What’s being done in MotoGP?
FIM president Jorge Viegas said ‘We want to really show the way to all the motorcycle manufacturers that it’s possible to have the fun we all like but with sustainable fuels’.[v] This came as MotoGP announced their plans to use 100% sustainable fuel in their motorcycles by 2027. Since then, MotoGP has engaged in various initiatives to help reduce their carbon footprint and raise awareness for climate change. Most importantly, they have also invested time and money into the research and development of more sustainable fuel for motorcycles.
MotoGP events are becoming greener as officials have looked for ways to bring down the amount of waste produced during a race weekend. For instance, the amount of tyres produced for each race will be reduced, in turn preventing around 1500 tyres going unused. This means less units have to be manufactured and transported- in turn cutting down on the carbon emitted by logistics.[vi] On top of this, race tracks used in MotoGP (and in some cases, shared with Formula 1) have placed sustainability at the top of their agendas. This can be seen as venues like Silverstone and Catalunya have taken measures like ensuring the energy used at events is 100% renewable and some have installed electric charging stations, encouraging the use of electric cars.

* _EXERCISE SET_
a - Repeat word for word the stretch of the MotoGP sustainability text from "FIM president Jorge" through "fuel for motorcycles.".
b - In the MotoGP sustainability text, by what year does MotoGP plan to use 100% sustainable fuel in its motorcycles?
These entries come from a separate source.

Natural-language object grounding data

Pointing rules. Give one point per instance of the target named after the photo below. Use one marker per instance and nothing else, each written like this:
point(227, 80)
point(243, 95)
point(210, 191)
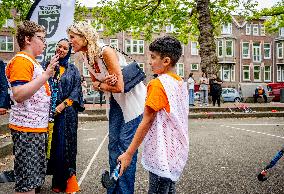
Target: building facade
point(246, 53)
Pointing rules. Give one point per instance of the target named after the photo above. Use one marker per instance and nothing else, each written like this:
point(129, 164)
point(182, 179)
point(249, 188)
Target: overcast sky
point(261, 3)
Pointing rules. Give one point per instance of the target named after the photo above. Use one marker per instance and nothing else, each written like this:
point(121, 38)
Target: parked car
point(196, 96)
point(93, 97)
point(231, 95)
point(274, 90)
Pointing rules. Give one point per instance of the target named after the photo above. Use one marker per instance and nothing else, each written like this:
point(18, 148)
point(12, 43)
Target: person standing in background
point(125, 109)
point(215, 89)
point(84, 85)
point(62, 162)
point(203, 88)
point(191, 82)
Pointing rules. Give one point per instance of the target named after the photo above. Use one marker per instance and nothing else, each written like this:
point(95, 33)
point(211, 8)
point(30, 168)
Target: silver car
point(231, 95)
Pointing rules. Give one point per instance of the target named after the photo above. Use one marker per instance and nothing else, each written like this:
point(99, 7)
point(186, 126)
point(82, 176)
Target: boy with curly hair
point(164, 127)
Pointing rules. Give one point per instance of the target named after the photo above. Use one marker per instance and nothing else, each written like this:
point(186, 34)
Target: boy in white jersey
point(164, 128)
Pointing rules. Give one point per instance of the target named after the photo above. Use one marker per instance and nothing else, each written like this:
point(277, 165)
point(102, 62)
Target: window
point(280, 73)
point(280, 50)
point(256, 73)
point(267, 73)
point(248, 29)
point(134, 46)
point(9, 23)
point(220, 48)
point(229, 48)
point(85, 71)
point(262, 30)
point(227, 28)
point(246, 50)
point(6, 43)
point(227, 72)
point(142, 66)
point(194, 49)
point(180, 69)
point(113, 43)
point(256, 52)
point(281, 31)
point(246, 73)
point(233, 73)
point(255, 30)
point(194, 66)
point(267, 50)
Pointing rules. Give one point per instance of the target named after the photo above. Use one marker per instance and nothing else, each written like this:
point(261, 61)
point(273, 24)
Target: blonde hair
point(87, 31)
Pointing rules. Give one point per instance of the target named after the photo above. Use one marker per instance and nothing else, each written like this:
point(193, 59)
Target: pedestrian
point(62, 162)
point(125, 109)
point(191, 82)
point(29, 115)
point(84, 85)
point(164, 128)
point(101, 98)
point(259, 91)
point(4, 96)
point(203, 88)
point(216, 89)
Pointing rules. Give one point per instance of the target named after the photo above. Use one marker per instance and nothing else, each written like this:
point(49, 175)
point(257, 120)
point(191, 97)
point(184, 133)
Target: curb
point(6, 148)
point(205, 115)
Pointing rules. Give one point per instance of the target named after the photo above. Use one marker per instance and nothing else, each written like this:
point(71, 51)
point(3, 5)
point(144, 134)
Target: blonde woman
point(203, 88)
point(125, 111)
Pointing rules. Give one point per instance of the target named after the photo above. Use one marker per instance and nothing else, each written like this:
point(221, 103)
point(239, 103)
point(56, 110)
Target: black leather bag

* _ANSWERS GIVEN_
a -
FIM president Jorge Viegas said ‘We want to really show the way to all the motorcycle manufacturers that it’s possible to have the fun we all like but with sustainable fuels’.[v] This came as MotoGP announced their plans to use 100% sustainable fuel in their motorcycles by 2027. Since then, MotoGP has engaged in various initiatives to help reduce their carbon footprint and raise awareness for climate change. Most importantly, they have also invested time and money into the research and development of more sustainable fuel for motorcycles.

b - By 2027.